• STATED PROBLEM: Render every line of the records below as a JSON list of strings, one string per line, skipping blank lines and leaving out the pictures.

>> START RECORD LIST

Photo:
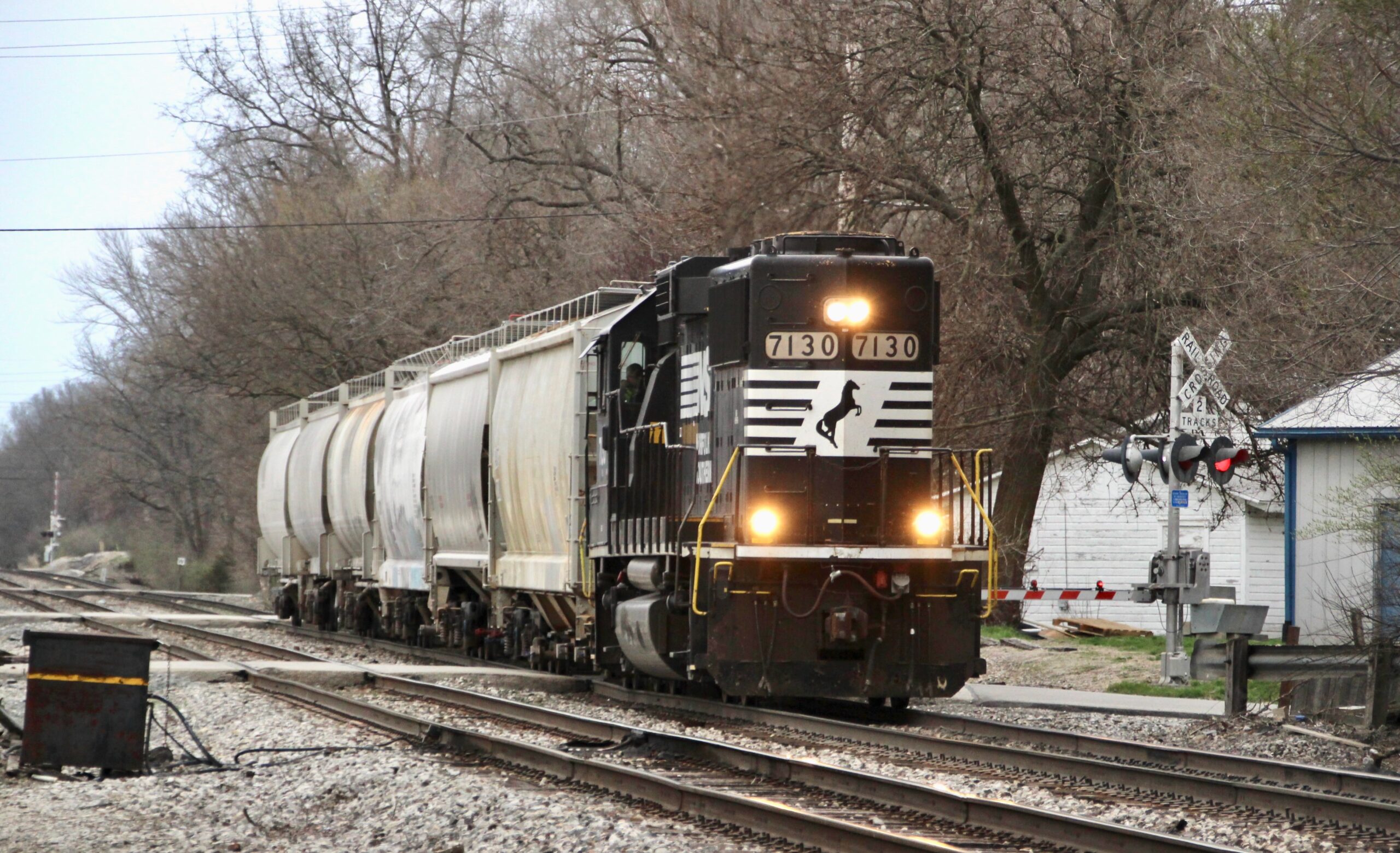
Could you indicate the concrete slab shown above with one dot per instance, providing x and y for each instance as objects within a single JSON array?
[
  {"x": 1000, "y": 695},
  {"x": 332, "y": 676}
]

>> END RECORD LIST

• EXERCISE SOLUTION:
[
  "Photo:",
  "Could you indicate the concrete slab shown above with one dot per instance, providing x and y for each instance as objects within a single JSON array?",
  "[",
  "  {\"x\": 1000, \"y\": 695},",
  "  {\"x\": 332, \"y\": 676}",
  "]"
]